Text passage
--- START ---
Architects

Claude Pierre de Forest

  • 1931–2013

Biography

Claude was born in 1931 in Basel, Switzerland to George and Esther De Forest. Immigrating to Canada in 1949, the de Forest family landed in Montreal before settling in Winnipeg in the early fifties. Claude's natural drawing abilities and long family line of architects led him to pursue a BArch from the University of Manitoba in 1955 followed by a Masters in Architecture from the Massachusetts Institute of Technology. Upon graduation, Claude was hired as a junior designer with the prestigious Eero Saarinen and Associates office outside of Detroit. In 1958, he took an architectural pilgrimage through Asia and it was during this trip that he met his future wife Yoshiko in Kyoto, Japan. They were married in 1960 and returned to Winnipeg where he had begun teaching in the Faculty of Architecture at the University of Manitoba under the Deanship of John A. Russell. He became a Registered Architect, with the Manitoba Association of Architects, in 1962. In 1994, he retired as Full Professor in the Department of Environmental Studies.
--- END ---
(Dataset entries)
--- START ---
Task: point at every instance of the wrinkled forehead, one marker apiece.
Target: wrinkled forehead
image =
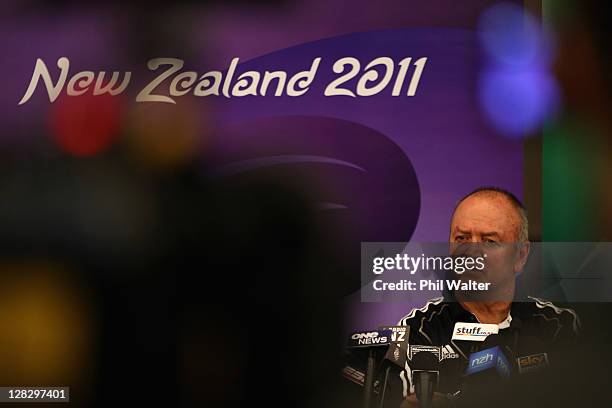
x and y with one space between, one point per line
485 213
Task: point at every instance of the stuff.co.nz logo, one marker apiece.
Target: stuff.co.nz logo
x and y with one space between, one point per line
473 331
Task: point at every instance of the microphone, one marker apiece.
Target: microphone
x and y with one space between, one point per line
384 351
425 376
487 361
371 344
486 377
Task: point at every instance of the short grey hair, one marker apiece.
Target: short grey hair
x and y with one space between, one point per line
523 231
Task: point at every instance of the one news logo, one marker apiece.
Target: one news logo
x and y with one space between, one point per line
474 331
370 338
533 362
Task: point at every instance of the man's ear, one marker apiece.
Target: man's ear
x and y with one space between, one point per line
522 256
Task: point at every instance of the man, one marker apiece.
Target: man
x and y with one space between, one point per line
490 222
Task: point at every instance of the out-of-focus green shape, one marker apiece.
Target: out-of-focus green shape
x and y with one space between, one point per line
569 172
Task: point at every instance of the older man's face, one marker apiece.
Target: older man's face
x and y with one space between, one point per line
488 224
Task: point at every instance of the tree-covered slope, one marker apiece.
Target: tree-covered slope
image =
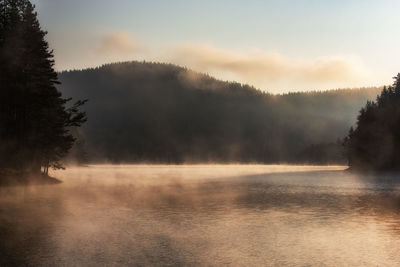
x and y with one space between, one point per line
--- END ---
Write a continuation of the biography of architect Claude Pierre de Forest, picking up right after its last sentence.

Exercise answer
Known for his energetic and imaginative teaching style, Claude was also prescient in his teachings of alternative energy sources and ecological awareness. A committed activist and believer in social justice, he was dedicated to disability issues and socially responsible design and was a leading force in the establishment of the Universal Design Institute at the University of Manitoba. Claude taught Environmental Studies at the inner city based Winnipeg Education Centre and served as Executive Director for the Canadian Institute for Barrier Free Design. He was also Chair of the Education Committee for the Canadian Centre on Disability Studies and received the Lifetime Achievement Winnipeg Accessibility Award for community leadership in Universal Design from the City of Winnipeg in 2007.

Claude's connection to Japan led him to organize the Shimizu-Manitoba Architect Exchange Fellowship which hosted Japanese architects for 18 years and sent young Canadian architects to Japan. He also spent two sabbaticals studying and living in Kyoto with Yoshiko where they enjoyed seeing the many sites and visiting with family and friends.